++++ Source text ++++

The JIT calculator challenge
Advent of code has come and passed, what should I do now with so much free time? Fear not! The JIT calculator challenge is here.
1. The challenge
Back when Rust was in its infancy, the official website featured an example program to showcase the language’s syntax. It was a toy calculator, implemented as an interpreter in 20 lines of code.
Why talk about website archaeology, though? We are not here for nostalgia’s sake, are we? True, but the above introduction is a necessary step to present the JIT calculator challenge: can you modify the toy calculator so it generates machine code and runs that code directly on the CPU? All you need is determination, no magic involved.
In case some of the terms above (e.g. JIT) are obscure to you, I have included a bunch of background knowledge later in this blog post to help you get started.
But before that…
Show me the code!
Here’s the calculator’s source code, taken from the amazing internet archive:
fn main() {
// A simple integer calculator:
// `+` or `-` means add or subtract by 1
// `*` or `/` means multiply or divide by 2
let program = "+ + * - /";
let mut accumulator = 0;
for token in program.chars() {
match token {
'+' => accumulator += 1,
'-' => accumulator -= 1,
'*' => accumulator *= 2,
'/' => accumulator /= 2,
_ => { /* ignore everything else */ }
}
}
println!("The program \"{}\" calculates the value {}",
program, accumulator);
}
For those who, like me, understand things best when looking at code, below is a high-level outline of what a JIT-based implementation could look like.

++++ Recorded information ++++

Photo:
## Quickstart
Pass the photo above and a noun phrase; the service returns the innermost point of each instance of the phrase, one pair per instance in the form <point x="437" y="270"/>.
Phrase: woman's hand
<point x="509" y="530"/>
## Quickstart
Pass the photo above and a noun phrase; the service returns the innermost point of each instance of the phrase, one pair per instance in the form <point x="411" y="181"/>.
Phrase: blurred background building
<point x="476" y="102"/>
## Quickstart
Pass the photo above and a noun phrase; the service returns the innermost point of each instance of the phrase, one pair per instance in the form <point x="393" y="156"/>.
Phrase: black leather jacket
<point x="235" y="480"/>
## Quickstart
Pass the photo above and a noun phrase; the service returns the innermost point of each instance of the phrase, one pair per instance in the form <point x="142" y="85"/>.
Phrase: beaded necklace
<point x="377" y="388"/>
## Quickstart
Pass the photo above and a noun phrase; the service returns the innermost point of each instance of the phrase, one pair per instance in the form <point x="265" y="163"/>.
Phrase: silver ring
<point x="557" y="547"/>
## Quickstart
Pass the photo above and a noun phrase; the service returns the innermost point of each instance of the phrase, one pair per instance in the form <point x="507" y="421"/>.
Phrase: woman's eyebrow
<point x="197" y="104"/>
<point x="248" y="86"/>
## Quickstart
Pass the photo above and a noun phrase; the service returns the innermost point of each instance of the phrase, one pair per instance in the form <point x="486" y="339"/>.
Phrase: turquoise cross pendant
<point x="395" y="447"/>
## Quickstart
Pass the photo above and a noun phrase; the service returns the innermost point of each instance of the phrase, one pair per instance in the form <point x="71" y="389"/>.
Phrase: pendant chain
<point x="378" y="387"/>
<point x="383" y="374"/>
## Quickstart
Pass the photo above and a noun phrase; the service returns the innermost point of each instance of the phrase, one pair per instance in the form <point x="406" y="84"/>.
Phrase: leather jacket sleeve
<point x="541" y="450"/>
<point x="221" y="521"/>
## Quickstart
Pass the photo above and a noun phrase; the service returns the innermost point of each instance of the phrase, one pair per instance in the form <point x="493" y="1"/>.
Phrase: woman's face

++++

## Tasks to perform:
A) From the blog post on the JIT calculator challenge, list every token the toy calculator acts on, giving the effect each one has on the accumulator.
B) Answer these questions from the blog post on the JIT calculator challenge:
(i) In how many lines of code was the original toy calculator implemented?
(ii) Where was the calculator's source code taken from?
(iii) What string is assigned to `program` in that code?
C) Write the next part of the blog post on the JIT calculator challenge, starting after its final sentence.
The material has no connection to the blog post about the JIT calculator challenge.

## Solved tasks:
A)
- `+`: adds 1
- `-`: subtracts 1
- `*`: multiplies by 2
- `/`: divides by 2

B)
(i) 20 lines.
(ii) The internet archive.
(iii) "+ + * - /"

C)
fn main() {
let program = "+ + * - /";
let machine_code = jit(program);
let result = run(&machine_code);
println!("The program \"{}\" calculates the value {}",
program, result);
}
// Parses a calculator "program" and returns a sequence of bytes
// corresponding to the equivalent machine code
fn jit(program: &str) -> Vec<u8> { ... }
// Runs the machine code (provided as a byte slice) and returns the resulting value
fn run(machine_code: &[u8]) -> i64 { ... }
Do you dare go down the rabbit hole and write the missing implementation for the jit
and run
functions?
2. Background knowledge
If you are feeling adventurous you may stop reading now, roll up your sleeves and start coding. Once you are done, please let me know how it went! I’d love to write a follow-up article about the different approaches people came up with.
…
Still here? Good! Let’s go through a bunch of concepts we’ll need.
What is a JIT anyway?
You have probably come across compiled languages such as Rust, C or C++. Before running a program written in such a language, you need to transform the code you wrote (the source code) into instructions your CPU can understand (the machine code). This is the job of the compiler. Since this process happens before you actually run your program, it is called ahead-of-time (or AOT) compilation. The result is usually a file that your operating system knows how to launch.
But not all languages work like that! Consider, for instance, Javascript. When you visit a website, its linked Javascript source code gets downloaded, compiled and executed on the spot by your browser1. This technique is known as just-in-time (or JIT) compilation. You can find lots of detail about it on Wikipedia, but this article summarizes it nicely:
Whenever a program, while running, creates and runs some new executable code which was not part of the program when it was stored on disk, it’s a JIT.
Interpreters
The calculator from the Rust website does not rely on compilation at all, either in its AOT or JIT form. Instead of generating machine code, it directly executes each operation from the input “program”. This strategy to code execution is called interpretation, so the calculator is an interpreter.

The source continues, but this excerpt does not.